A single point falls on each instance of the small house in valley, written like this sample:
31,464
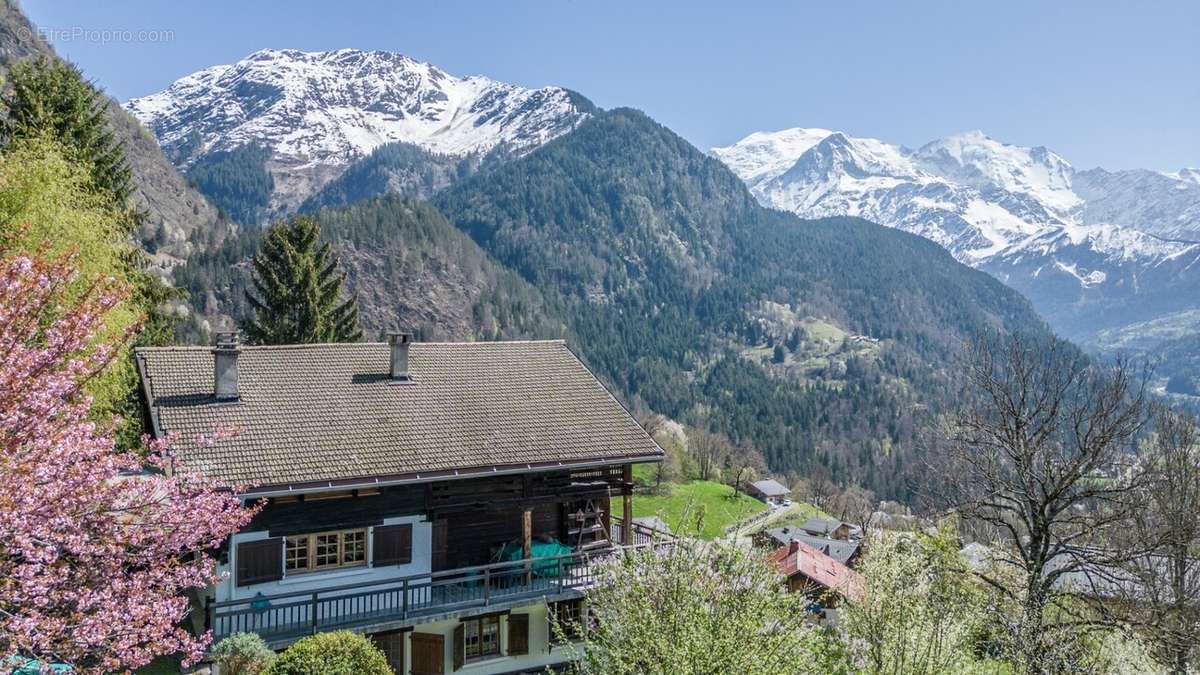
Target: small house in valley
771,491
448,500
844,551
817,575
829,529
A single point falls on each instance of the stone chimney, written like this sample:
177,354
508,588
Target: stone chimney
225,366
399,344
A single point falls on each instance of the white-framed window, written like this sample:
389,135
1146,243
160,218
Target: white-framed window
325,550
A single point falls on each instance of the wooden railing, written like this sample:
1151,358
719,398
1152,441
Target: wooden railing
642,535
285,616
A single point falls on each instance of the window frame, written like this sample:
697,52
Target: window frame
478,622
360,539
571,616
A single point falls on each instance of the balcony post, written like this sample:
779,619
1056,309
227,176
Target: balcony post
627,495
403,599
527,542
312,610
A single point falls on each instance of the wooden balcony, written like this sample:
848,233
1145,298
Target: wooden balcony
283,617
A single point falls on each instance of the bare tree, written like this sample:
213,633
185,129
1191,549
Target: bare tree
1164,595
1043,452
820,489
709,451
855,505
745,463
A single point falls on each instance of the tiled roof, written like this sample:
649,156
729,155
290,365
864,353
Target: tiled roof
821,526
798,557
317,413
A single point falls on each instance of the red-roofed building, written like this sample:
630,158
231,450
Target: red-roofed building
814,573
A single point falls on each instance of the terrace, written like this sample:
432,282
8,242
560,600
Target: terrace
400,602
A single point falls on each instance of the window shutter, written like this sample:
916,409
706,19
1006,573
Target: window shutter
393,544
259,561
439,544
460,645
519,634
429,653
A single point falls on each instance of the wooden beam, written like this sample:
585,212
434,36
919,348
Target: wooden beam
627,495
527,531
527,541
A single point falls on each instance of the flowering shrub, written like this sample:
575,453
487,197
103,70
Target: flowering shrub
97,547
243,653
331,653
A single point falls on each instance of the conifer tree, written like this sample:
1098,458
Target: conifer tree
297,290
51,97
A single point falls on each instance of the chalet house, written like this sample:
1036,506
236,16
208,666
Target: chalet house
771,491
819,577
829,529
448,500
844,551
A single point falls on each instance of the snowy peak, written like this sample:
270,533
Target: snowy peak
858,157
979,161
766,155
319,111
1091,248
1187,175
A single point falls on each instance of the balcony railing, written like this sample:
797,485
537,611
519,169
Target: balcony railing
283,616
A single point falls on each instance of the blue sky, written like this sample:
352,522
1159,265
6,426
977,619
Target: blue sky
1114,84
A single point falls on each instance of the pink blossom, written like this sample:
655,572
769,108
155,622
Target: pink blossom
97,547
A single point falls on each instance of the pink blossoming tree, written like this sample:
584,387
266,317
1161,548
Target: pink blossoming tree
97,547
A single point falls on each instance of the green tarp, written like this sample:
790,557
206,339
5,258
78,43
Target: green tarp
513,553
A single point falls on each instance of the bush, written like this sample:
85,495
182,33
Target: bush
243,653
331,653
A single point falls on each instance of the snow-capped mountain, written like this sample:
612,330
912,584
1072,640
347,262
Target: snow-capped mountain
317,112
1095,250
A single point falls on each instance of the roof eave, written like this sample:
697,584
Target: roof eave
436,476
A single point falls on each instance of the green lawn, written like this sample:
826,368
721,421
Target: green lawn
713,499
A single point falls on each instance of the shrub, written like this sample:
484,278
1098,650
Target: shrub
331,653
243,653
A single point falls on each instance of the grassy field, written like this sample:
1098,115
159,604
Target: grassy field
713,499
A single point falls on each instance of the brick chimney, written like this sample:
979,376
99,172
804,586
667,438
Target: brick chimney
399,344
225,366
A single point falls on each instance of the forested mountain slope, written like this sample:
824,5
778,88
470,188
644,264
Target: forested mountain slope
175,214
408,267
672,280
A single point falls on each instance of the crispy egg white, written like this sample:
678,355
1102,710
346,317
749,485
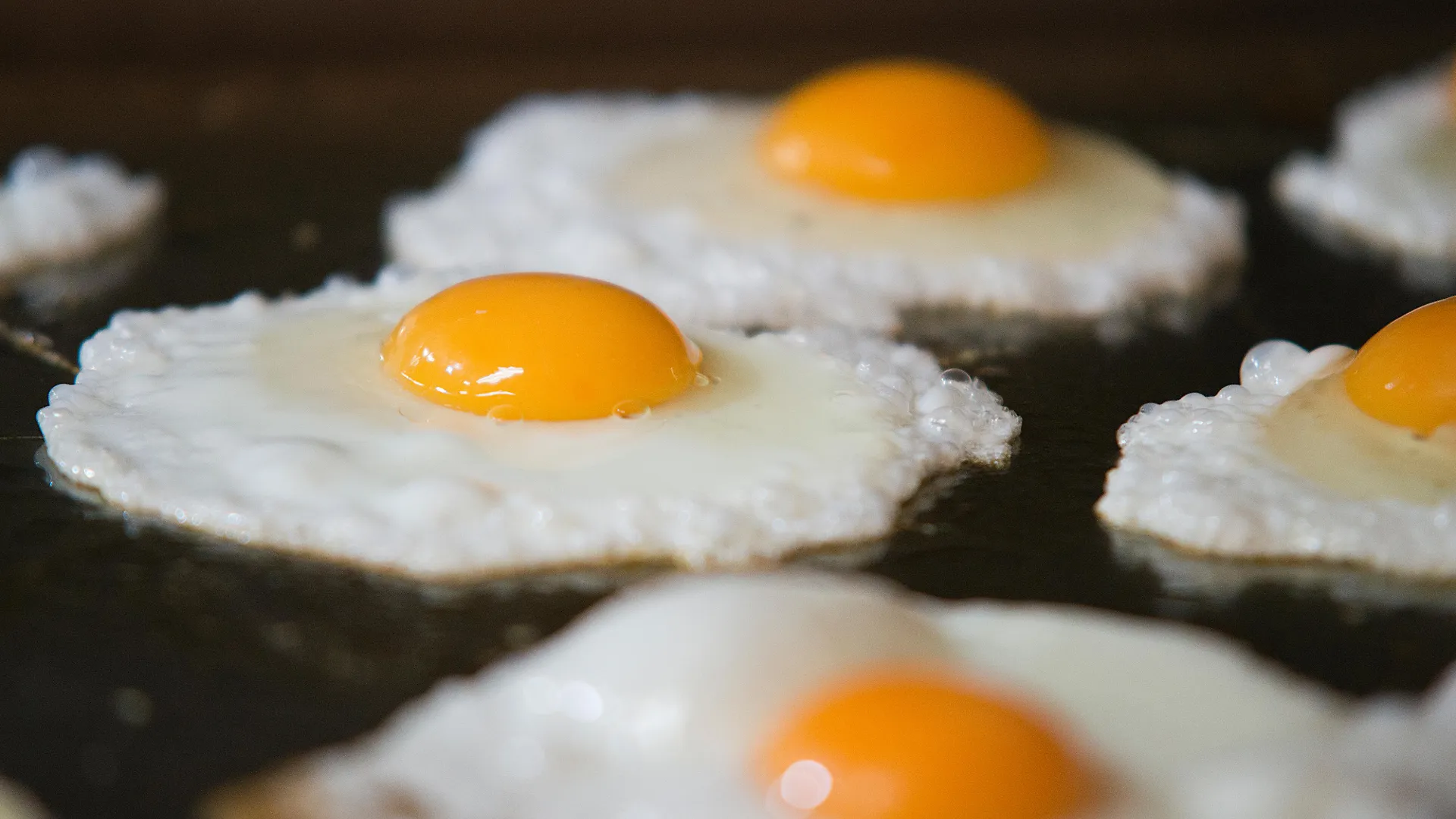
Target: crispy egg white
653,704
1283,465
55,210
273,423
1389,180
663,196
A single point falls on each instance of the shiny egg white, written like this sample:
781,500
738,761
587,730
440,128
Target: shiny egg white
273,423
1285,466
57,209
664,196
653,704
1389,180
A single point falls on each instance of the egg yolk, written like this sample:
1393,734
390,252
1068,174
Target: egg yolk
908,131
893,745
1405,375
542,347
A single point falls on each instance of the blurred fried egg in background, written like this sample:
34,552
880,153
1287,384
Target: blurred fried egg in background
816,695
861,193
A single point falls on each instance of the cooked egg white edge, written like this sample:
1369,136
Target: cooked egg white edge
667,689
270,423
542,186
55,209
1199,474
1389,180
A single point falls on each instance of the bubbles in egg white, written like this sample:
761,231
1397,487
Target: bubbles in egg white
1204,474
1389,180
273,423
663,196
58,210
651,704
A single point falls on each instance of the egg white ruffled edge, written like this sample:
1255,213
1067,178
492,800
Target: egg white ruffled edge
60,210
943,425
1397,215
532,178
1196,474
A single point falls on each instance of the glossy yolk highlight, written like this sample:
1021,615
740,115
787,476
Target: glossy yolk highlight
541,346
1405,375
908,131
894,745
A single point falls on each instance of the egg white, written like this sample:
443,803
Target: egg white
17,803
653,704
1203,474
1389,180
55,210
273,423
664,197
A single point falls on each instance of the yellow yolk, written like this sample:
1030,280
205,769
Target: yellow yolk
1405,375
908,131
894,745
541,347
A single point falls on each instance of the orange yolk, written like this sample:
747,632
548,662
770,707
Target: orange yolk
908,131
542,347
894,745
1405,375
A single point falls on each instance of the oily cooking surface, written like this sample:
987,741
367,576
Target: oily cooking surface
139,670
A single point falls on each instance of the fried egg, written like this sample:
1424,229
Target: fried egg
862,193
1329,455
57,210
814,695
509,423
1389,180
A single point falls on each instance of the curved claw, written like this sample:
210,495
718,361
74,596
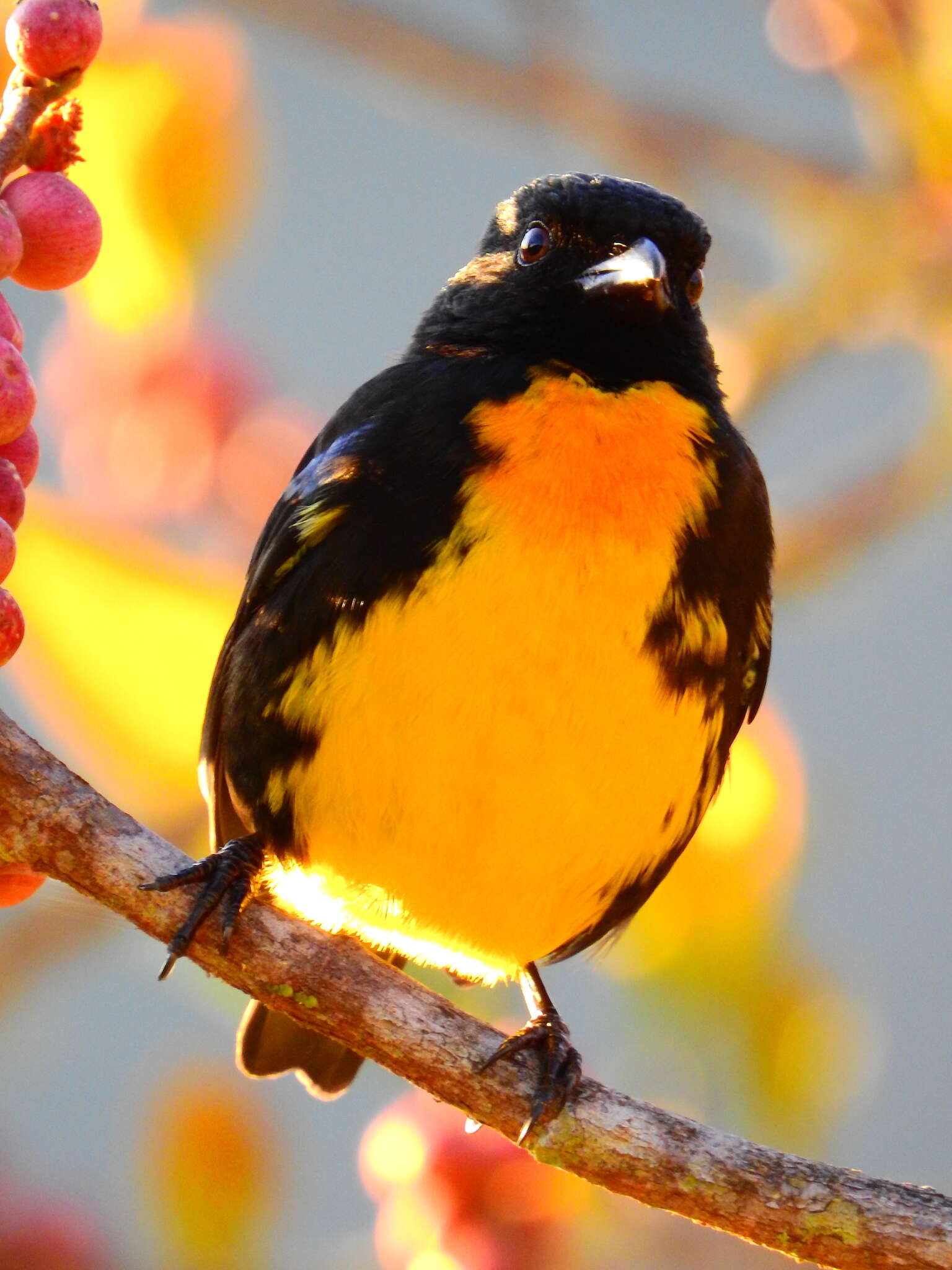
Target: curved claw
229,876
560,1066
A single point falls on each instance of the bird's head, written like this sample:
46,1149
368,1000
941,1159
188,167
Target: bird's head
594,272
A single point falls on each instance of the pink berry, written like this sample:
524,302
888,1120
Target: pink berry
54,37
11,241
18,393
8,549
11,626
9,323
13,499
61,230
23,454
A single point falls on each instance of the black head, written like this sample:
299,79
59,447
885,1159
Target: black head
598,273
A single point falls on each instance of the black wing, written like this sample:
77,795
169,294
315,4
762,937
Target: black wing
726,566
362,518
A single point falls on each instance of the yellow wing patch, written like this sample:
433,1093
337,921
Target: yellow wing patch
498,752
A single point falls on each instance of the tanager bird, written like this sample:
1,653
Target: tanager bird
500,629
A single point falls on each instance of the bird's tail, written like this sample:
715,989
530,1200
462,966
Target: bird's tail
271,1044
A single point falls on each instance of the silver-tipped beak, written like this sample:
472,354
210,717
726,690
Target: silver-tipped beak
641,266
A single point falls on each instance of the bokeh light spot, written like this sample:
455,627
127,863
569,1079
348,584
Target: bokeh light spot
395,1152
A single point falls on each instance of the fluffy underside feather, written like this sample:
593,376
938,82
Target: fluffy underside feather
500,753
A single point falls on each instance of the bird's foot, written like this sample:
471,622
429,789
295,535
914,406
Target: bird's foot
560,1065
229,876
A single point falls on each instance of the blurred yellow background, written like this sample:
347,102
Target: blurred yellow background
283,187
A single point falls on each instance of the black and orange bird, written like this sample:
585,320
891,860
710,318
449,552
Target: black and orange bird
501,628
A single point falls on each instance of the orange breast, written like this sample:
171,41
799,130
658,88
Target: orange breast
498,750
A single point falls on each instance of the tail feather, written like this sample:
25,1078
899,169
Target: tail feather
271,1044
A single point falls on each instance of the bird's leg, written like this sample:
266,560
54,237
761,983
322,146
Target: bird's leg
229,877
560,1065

## Work to do
Update the material above by replacing every "instance" with "occurrence" and changing nothing else. Leave the pictures out.

## Complete response
A single point falls on each occurrence of the small house in valley, written like this sample:
31,464
Target: small house in valley
771,491
448,500
844,551
817,575
829,529
A single point falls on each occurrence of the stone chimney, written like this sample:
177,354
508,588
Target: stone chimney
225,366
399,344
A single point falls on each occurrence of the white-framed window, written like this sample:
389,135
1146,243
160,218
Target: white-framed window
325,550
A single point falls on each occurrence of the wooden railing, written like this sample:
1151,358
719,398
1152,441
Target: wooden railing
642,535
285,616
A single point falls on each occurrence of the window frame, written like this sample:
697,52
Target: window frame
478,622
360,539
571,616
A single point falls on each occurrence of the balcony post, written like this sample:
779,619
1056,309
227,176
Target: balcony post
627,495
403,599
527,542
312,610
A single point falls on each occurrence of the wooden balcony, written like this sample:
848,233
1145,298
Target: wooden balcony
283,617
A single point falls on each occurrence of the bare tree, written like this sample:
213,633
185,129
1191,549
Target: bare tree
1164,595
1043,452
820,489
709,451
855,505
745,463
A single point falls on each occurrence of the tiled roof, written like this sample:
649,156
729,155
290,365
864,353
Target: tiled roof
821,526
798,557
317,413
A single point falls on each occurrence of the red-roofed building, written like this sample:
630,158
231,450
Target: red-roofed building
814,573
A single point falls on each occurrence of the terrace, written like this sample:
432,282
8,242
560,600
Target: terrace
400,602
A single point falls on each occurrence of the window shutter, written like this sample:
916,409
706,19
1006,573
Target: window shutter
393,544
259,561
439,544
460,645
519,634
429,653
A single point falls on each occurrence of the wooden beam, written like this sample:
585,212
434,36
919,348
Target: wooden beam
627,495
527,531
527,541
A single point falls on each occurrence of the flowering shrub, written like this sample:
575,453
487,197
103,70
Target: flowering shrub
97,547
243,653
331,653
A single point falls on each occurrence of the conifer tree, written like this sample:
1098,458
Target: conifer tree
297,290
51,97
A single point falls on each occurrence of the chalet house, written like this sample:
1036,506
236,16
208,666
Target: chalet house
771,491
819,577
829,529
448,500
844,551
A single point falls on each occurrence of the snowy peak, written like this sample:
270,533
Target: snowy peak
858,157
979,161
766,155
319,111
1091,248
1187,175
A single point falls on each occurrence of the balcony railing, written like this sample:
797,485
537,611
519,169
Target: balcony railing
283,616
A single point falls on each occurrence of the blue sky, written like this sample:
352,522
1159,265
6,426
977,619
Target: blue sky
1114,84
A single point falls on each occurrence of the pink blossom, written like this sample:
655,572
769,108
155,622
Target: pink blossom
97,547
A single point falls on each occurrence of the pink blossoming tree, written like this sample:
584,387
266,317
1161,548
Target: pink blossoming tree
97,547
A single point falls on each occurrence of the green tarp, written like this sample:
790,557
206,339
5,258
78,43
Target: green tarp
513,553
A single point falls on each occurrence of the bush, written like this sample:
85,495
182,33
Target: bush
243,653
331,653
A single point falls on each occurrence of the snow-capped mountain, written like this sample:
612,330
912,584
1072,640
347,262
Target: snow-capped mountain
317,112
1095,250
A single point falls on each occurrence of the roof eave, written like this sample:
697,584
Target: roof eave
436,476
A single point falls on each occurrence of the green lawn, written like this sample:
826,368
721,421
Target: green lawn
713,499
A single point falls on each occurrence of the shrub, written like this sample:
484,278
1098,650
Target: shrub
331,653
243,653
A single point falls on each occurrence of the grassy field, written like this sample:
1098,115
159,604
Target: grassy field
713,499
A single point falls on each occurrence of the brick chimney, written like this sample:
979,376
99,172
804,586
667,438
Target: brick chimney
399,344
225,366
A single point falls on each occurrence of the forested mountain slope, written like this sample:
824,5
778,88
470,188
644,264
Target: forested mountain slope
175,214
408,267
672,280
A single point falls on each occurrence of the crispy egg white, written like this sample:
678,355
1102,710
346,317
749,485
Target: crispy egg white
653,704
1283,465
55,210
273,423
1389,180
663,196
A single point falls on each occurrence of the shiny egg white, written like this sample:
781,500
738,761
587,730
440,128
Target: shiny egg white
273,423
1285,466
57,209
664,196
653,704
1389,180
A single point falls on each occurrence of the egg yolk, written like this sample:
1393,734
390,252
1068,174
Target: egg yolk
908,131
893,745
1405,375
542,347
A single point falls on each occurrence of the blurred fried egg in background, written like this sample:
34,552
880,153
1287,384
Target: blurred fried egg in background
816,695
861,193
A single point falls on each occurrence of the cooked egg white edge, written like this sample:
1369,136
Target: cooked egg white edge
667,689
270,423
542,186
55,209
1199,474
1389,180
A single point falls on each occurrence of the bubbles in egg white, written like this sample:
761,231
1397,487
Target: bubbles in egg white
1204,474
1389,180
273,423
663,196
58,210
651,704
A single point falls on each occurrence of the egg white ruffled edge, written like this sample:
1255,213
1067,178
492,800
Target: egg white ruffled edge
60,210
943,425
1397,215
532,178
1196,474
A single point falls on each occurrence of the glossy yolk highlight, written like this sample:
1021,615
740,115
787,476
Target: glossy yolk highlight
541,346
1405,375
908,131
894,745
A single point falls on each occurrence of the egg white, written like this sample:
443,803
Target: egg white
17,803
653,704
1203,474
1389,180
55,210
273,423
664,197
A single point falls on each occurrence of the yellow yolk, written like this sample:
1030,280
205,769
Target: yellow yolk
1405,375
908,131
894,745
541,347
A single point falls on each occurrence of the orange yolk, written like this sample:
747,632
548,662
770,707
Target: orange yolk
908,131
542,347
894,745
1405,375
A single point falls on each occurrence of the oily cooking surface, written like this sample:
987,741
367,576
Target: oily cooking surface
139,670
A single point falls on each occurrence of the fried egg, written like this sample:
1424,229
Target: fried egg
862,193
1329,455
57,210
814,695
509,423
1389,180
A single point falls on each occurrence of the curved claw, written like this sample:
210,495
718,361
74,596
Target: curved claw
229,876
560,1066
A single point falls on each occurrence of the bird's head, written like this sample:
46,1149
368,1000
941,1159
188,167
Target: bird's head
594,272
A single point falls on each occurrence of the pink berry, written like this sample:
524,302
888,1120
Target: pink berry
54,37
11,241
18,393
8,549
11,626
9,323
13,499
61,230
23,454
A single point falls on each occurrence of the black head, written like this sample:
299,79
59,447
885,1159
Target: black head
598,273
A single point falls on each occurrence of the black wing, written like this sample:
77,795
169,294
315,4
762,937
Target: black wing
726,566
362,518
A single point falls on each occurrence of the yellow wing patch, written like this sample:
433,1093
337,921
Target: yellow wing patch
498,752
A single point falls on each occurrence of the tanager bird, written like this sample:
1,653
Target: tanager bird
500,629
A single point falls on each occurrence of the bird's tail, written like this sample:
715,989
530,1200
462,966
Target: bird's tail
271,1044
A single point falls on each occurrence of the silver-tipped beak, written like this sample:
472,354
210,717
726,690
Target: silver-tipped beak
641,266
A single point falls on each occurrence of the bokeh light spot, written like this sample:
455,627
127,863
569,1079
348,584
Target: bokeh light spot
395,1152
A single point falls on each occurrence of the fluffy underside feather, written like this sample:
593,376
938,82
Target: fluffy underside feather
500,753
A single point falls on each occurrence of the bird's foot, written like this sample:
471,622
429,789
295,535
914,406
Target: bird's foot
560,1065
229,876
A single point falls on each occurrence of the blurred yellow background, written like this sample:
347,102
Target: blurred yellow background
283,187
A single point falls on each occurrence of the black and orange bird, written like this sample:
585,320
891,860
710,318
449,552
Target: black and orange bird
501,628
A single point falls on each occurrence of the orange breast, written like this sample:
171,41
799,130
658,88
Target: orange breast
498,750
A single point falls on each occurrence of the tail feather, written like this sample:
25,1078
899,169
Target: tail feather
271,1044
A single point falls on each occurrence of the bird's leg, written like this sample:
266,560
54,237
761,983
322,146
Target: bird's leg
229,877
560,1065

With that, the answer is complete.